***** Available data *****

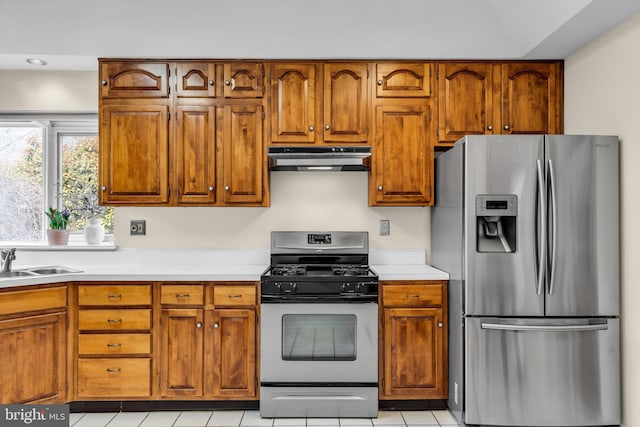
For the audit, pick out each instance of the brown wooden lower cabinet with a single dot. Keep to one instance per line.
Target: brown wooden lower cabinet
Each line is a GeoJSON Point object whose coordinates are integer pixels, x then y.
{"type": "Point", "coordinates": [413, 340]}
{"type": "Point", "coordinates": [209, 351]}
{"type": "Point", "coordinates": [33, 359]}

*****

[Exercise requirements] Rescale the material above by reproducing all of its lines, requests included, with every coordinate in the answers multiplied by 2.6 and rounded to the nearest whole number, halves rounded up. Leave the pictures out of your answer.

[Written solution]
For the audit, pick out each instance of the brown wooden lower cabinet with a single dot. Keep to one instance per line.
Target: brown wooden lower cabinet
Each line is a GeoJSON Point object whose coordinates are integer pixels, x then y.
{"type": "Point", "coordinates": [1074, 884]}
{"type": "Point", "coordinates": [543, 913]}
{"type": "Point", "coordinates": [86, 933]}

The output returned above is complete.